▶ **Exercise prompt**: Once the pictures are removed, output the remaining entries exactly as given.

*** Opening of Input ***

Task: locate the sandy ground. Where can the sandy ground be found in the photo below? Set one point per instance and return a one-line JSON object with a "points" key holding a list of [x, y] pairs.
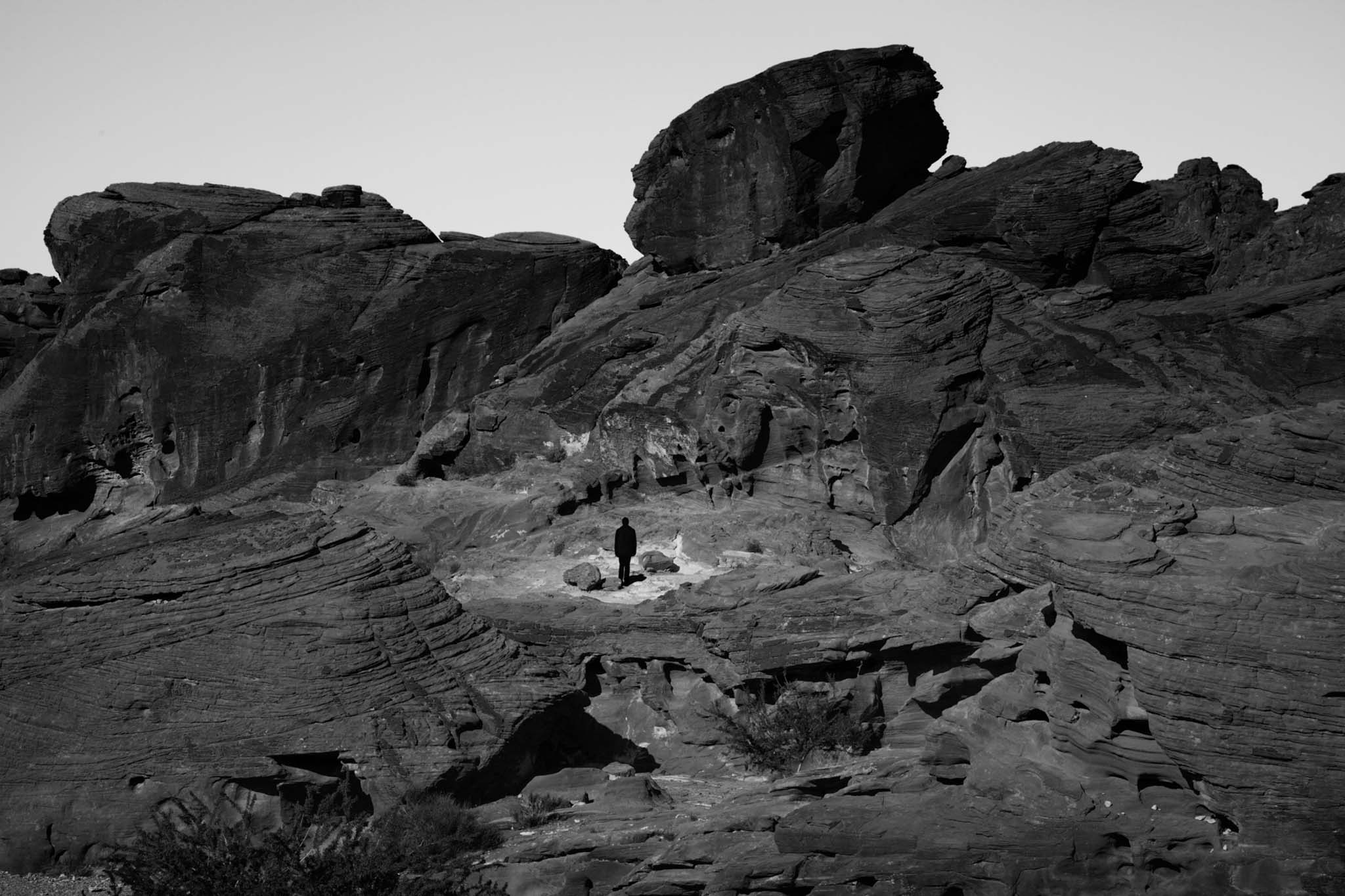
{"points": [[54, 885]]}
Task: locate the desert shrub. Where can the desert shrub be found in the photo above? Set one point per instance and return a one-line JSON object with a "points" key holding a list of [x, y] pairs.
{"points": [[801, 725], [537, 809], [420, 849]]}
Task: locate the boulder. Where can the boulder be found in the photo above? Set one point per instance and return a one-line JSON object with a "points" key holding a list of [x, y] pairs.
{"points": [[786, 155], [214, 336], [657, 562], [585, 576]]}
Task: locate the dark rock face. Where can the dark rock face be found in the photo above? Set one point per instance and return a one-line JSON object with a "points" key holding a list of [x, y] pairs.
{"points": [[1125, 688], [1036, 471], [988, 327], [213, 336], [32, 308], [255, 658], [585, 576], [775, 160]]}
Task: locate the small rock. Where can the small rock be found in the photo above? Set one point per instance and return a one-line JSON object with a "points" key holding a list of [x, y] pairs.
{"points": [[585, 576], [657, 562]]}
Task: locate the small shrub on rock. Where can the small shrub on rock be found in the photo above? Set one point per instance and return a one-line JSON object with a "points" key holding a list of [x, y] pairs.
{"points": [[785, 735], [537, 809], [420, 849]]}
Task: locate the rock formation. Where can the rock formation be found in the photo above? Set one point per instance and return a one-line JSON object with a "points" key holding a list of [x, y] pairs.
{"points": [[1033, 469], [254, 657], [775, 160], [214, 336]]}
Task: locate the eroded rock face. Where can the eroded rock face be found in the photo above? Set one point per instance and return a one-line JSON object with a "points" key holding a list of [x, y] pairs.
{"points": [[775, 160], [214, 335], [1125, 689], [256, 660], [32, 307]]}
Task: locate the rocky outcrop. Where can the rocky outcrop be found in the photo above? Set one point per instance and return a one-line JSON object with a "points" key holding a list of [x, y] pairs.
{"points": [[32, 307], [256, 660], [1115, 694], [780, 158], [1034, 471], [214, 336]]}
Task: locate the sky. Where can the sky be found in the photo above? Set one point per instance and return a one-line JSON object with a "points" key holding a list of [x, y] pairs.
{"points": [[494, 116]]}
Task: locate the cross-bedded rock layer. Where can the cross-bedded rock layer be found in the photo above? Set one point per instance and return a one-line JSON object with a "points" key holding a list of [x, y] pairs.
{"points": [[1130, 687], [1098, 645], [254, 658]]}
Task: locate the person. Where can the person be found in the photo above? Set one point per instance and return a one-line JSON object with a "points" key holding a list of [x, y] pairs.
{"points": [[625, 548]]}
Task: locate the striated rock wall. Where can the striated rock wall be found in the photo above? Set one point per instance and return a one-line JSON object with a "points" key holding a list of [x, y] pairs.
{"points": [[215, 335], [255, 658], [32, 307], [1128, 689]]}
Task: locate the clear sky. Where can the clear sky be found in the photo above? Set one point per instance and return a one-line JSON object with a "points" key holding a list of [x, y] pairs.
{"points": [[489, 116]]}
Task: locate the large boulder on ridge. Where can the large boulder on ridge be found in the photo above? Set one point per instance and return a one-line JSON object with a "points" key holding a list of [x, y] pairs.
{"points": [[214, 336], [774, 160]]}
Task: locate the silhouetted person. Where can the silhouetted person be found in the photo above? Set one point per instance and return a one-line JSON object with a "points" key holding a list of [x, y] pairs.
{"points": [[625, 548]]}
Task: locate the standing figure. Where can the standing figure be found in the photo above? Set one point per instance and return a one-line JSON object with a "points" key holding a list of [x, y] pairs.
{"points": [[625, 548]]}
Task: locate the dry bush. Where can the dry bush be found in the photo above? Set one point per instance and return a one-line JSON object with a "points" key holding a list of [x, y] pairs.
{"points": [[785, 735]]}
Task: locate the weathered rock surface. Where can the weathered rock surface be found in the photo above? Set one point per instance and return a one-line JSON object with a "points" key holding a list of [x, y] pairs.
{"points": [[217, 335], [32, 307], [988, 327], [254, 658], [1114, 695], [1034, 469], [585, 576], [775, 160]]}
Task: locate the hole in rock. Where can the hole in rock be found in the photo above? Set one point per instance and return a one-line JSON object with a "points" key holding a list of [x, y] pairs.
{"points": [[123, 465], [423, 378], [594, 673], [1156, 781], [1110, 648], [74, 499], [1134, 726], [320, 763]]}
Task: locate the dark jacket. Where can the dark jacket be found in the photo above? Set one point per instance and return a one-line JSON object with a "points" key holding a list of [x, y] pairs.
{"points": [[625, 543]]}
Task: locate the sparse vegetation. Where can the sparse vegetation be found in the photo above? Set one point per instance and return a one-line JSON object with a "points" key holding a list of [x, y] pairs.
{"points": [[537, 809], [799, 726], [423, 848]]}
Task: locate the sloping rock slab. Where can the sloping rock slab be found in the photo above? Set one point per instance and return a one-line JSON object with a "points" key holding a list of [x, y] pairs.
{"points": [[250, 658]]}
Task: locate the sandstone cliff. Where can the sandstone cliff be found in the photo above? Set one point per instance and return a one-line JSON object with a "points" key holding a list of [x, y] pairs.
{"points": [[1033, 468]]}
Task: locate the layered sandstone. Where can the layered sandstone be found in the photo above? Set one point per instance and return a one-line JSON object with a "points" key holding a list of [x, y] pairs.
{"points": [[255, 658]]}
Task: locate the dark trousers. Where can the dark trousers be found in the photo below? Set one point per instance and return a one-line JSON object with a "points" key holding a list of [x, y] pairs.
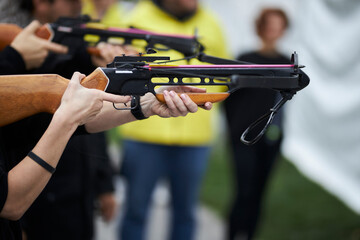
{"points": [[252, 165]]}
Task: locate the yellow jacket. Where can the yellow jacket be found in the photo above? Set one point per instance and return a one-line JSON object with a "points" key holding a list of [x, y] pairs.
{"points": [[194, 129], [113, 16]]}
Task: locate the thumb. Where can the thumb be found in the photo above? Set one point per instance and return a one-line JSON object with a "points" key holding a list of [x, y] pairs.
{"points": [[76, 77], [114, 98], [32, 27]]}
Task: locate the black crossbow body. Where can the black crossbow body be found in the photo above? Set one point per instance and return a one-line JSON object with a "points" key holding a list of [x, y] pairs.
{"points": [[134, 76]]}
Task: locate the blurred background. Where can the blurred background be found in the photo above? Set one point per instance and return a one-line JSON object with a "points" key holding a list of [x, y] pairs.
{"points": [[302, 180], [313, 190]]}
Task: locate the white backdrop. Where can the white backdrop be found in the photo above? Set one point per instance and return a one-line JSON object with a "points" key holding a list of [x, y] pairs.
{"points": [[322, 124]]}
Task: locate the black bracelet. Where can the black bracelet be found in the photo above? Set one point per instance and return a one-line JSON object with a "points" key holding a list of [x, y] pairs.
{"points": [[136, 108], [41, 162]]}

*** Close of Input ***

▶ **Solution**:
Task: locate the sandy ground. Where can the sandy ground be found in the photo below? Set one point per instance and return a one-line JSON object with a "points" key holding a list of [x, y] pairs.
{"points": [[54, 885]]}
Task: locate the desert shrub. Where can the desert shrub be found in the photo above? Set one point per instance and return a one-line JSON object with a "points" key holding a list of [x, y] pairs.
{"points": [[801, 725], [537, 809], [420, 849]]}
Task: locate the boulder. Where can the boulder be found in the photo above? Set one point per instance and return a one-line JSON object with a "points" key holding a list of [x, y] pairs.
{"points": [[786, 155], [214, 336], [657, 562], [585, 576]]}
Task: locate the dark rock face. Where can the dark rock face be found in the photo above? Set one point per instance and return a one-line JSON object with a "points" key holding a list of [x, y] pairs.
{"points": [[1125, 688], [1036, 471], [988, 327], [213, 336], [32, 308], [255, 658], [585, 576], [775, 160]]}
Task: locate the small rock. Where can the small rock be found in the photo above? Set one point per instance and return a one-line JSON object with a "points" key holding a list of [x, y] pairs.
{"points": [[585, 576], [657, 562]]}
Task: locate the small shrub on rock. Where can the small shrub on rock be found in the photo above? Set one point per instance and return a one-line JSON object with a "points" key holding a list of [x, y] pairs.
{"points": [[785, 735], [537, 809], [420, 849]]}
Task: locate the rock formation. Where can the rock formation be found in the photo above? Set one point per instance and return a one-line JSON object with a "points" key holding a list of [x, y] pairs.
{"points": [[1033, 469], [254, 657], [775, 160], [214, 336]]}
Task: locate the eroded rock face. Where can the eroded rock face be found in the photo above? Set one point per instance and return a one-line JSON object with a "points" key holding a list of [x, y] pairs.
{"points": [[775, 160], [214, 335], [1125, 689], [256, 660], [32, 307]]}
Task: locate the rocky outcrop. Where can the rocky outcrop be found in the photo above? Set one point per instance and return a one-line JSON object with a "points" key holding a list of [x, y] pairs.
{"points": [[32, 307], [256, 660], [1115, 694], [780, 158], [1034, 471], [214, 336]]}
Task: locate the sky. Where can the sky be found in the photo above? Set one point per instance and return a one-line JSON object with a "points" key holding a list of [x, y] pairs.
{"points": [[494, 116]]}
Task: locate the cross-bedded rock layer. Where can the cross-bedded rock layer be found in the photo above? Set one point per instance and return a one-line JSON object with a "points" key holding a list of [x, y] pairs.
{"points": [[1130, 687], [1098, 645], [254, 658]]}
Task: locate the person. Where can the person be found in the photo above? Set one point per instance and return a one-line JSON object with a "points" key holding a list of [x, y] pairs.
{"points": [[625, 548]]}
Task: locate the striated rock wall. Where can the striated rock wall be found in the photo above? Set one point per instance and return a one-line JSON object with a "points" key holding a list of [x, y] pairs.
{"points": [[215, 335], [255, 658], [32, 307], [1128, 689]]}
Task: locate the clear sky. Where can the clear sky be found in the photo above? Set one point per instance and return a one-line JSON object with a "points" key holding a list of [x, y] pairs.
{"points": [[489, 116]]}
Task: locate the large boulder on ridge. Where can the large boulder on ridge be found in the photo above? Set one point per instance and return a one-line JSON object with a "points" key holding a list of [x, y] pairs.
{"points": [[214, 336], [774, 160]]}
Task: locate the silhouetted person. Where can the silhouetted person be found in the photo above? Set one point per instance and return a one-line JSON object with a "points" key holding a list of [x, y] pairs.
{"points": [[625, 548]]}
Task: locate the standing figure. Where can the standing figure be found in the photo above? Set one point per instance and return a one-line JSON object with a "points" key holding a list of [x, y] pairs.
{"points": [[625, 548]]}
Task: locate the dry bush. Where can the dry bush be found in the photo above? Set one point per instance and return a one-line JSON object with a "points" key holding a list of [x, y] pairs.
{"points": [[785, 735]]}
Task: locate the weathered rock surface. Where can the weathered rock surface be found in the photo above? Set one point per instance and return a one-line JSON object with a "points" key holding a list of [x, y] pairs.
{"points": [[217, 335], [32, 307], [988, 327], [254, 658], [1114, 695], [1034, 469], [585, 576], [775, 160]]}
Task: locate the hole in rock. Where can the hole in rock be found in the photo above? Set one point per instance and return a one-line JSON object with a "points" key holding a list of [x, y] pairs.
{"points": [[123, 465], [423, 378], [594, 673], [1156, 781], [1110, 648], [74, 499], [1134, 726], [320, 763]]}
Task: locate the dark jacket. Where can the dark jacket be found in the photo above? Set one point per instance and return a one-line JSON object with a "points" key holding a list of [x, y] pairs.
{"points": [[625, 543]]}
Task: locate the sparse vegetation. Where can the sparse vegetation be found in the photo above? Set one point per instance and return a one-line JSON object with a "points" key holding a list of [x, y] pairs.
{"points": [[537, 809], [799, 726], [423, 848]]}
Task: locate the sloping rock slab. Where can the sloping rock slab be found in the photo above? Set one point per instance and return a one-line JSON object with a "points" key holding a list of [x, y] pairs.
{"points": [[250, 658]]}
Task: locate the sandstone cliff. Where can the sandstone cliff be found in the photo above? Set one point per instance and return a one-line JSON object with a "points" key holding a list of [x, y] pairs.
{"points": [[1033, 468]]}
Task: locate the layered sandstone. Where can the layered sandstone be found in the photo above? Set one point per instance and return a one-line JSON object with a "points" key holding a list of [x, y] pairs.
{"points": [[255, 658]]}
Task: locate the dark trousers. Where can the dark trousers be found in the photo below? Set one point per instance and return a one-line JSON object with a "points" key holding a list of [x, y] pairs.
{"points": [[252, 165]]}
Task: locate the yellow jacket. Where can the yellow jacket be found in the photo above? Set one point per instance and return a one-line JSON object with a "points" key holding a list of [x, y] pairs.
{"points": [[194, 129], [113, 16]]}
Task: locate the thumb. Where can the thumb be found in the photo above? Set one point per instance and return a one-line JSON object with a "points" key holding a list of [x, y] pairs.
{"points": [[76, 77], [114, 98], [32, 27]]}
Task: locate the black crossbow body. Where can the black crossbow body be found in the photo above? Set one point per instance and return a one-line JSON object with a "points" key holding a list of [x, y] pairs.
{"points": [[134, 76]]}
Task: locate the blurred background. Where can the blurred background be found in the photo above? Set one point per instance and return a one-line JSON object with a "points" key holding a list of [x, y] pairs.
{"points": [[302, 180], [313, 190]]}
Task: locate the white backdrop. Where can the white backdrop be found in the photo above? Set one point per instance and return a one-line JSON object with a "points" key holding a list of [x, y] pairs.
{"points": [[322, 124]]}
Task: locate the black bracelet. Where can the black bracelet be found in the photo above? Set one point per instance and return a one-line JSON object with a "points" key holding a list of [x, y] pairs.
{"points": [[136, 108], [41, 162]]}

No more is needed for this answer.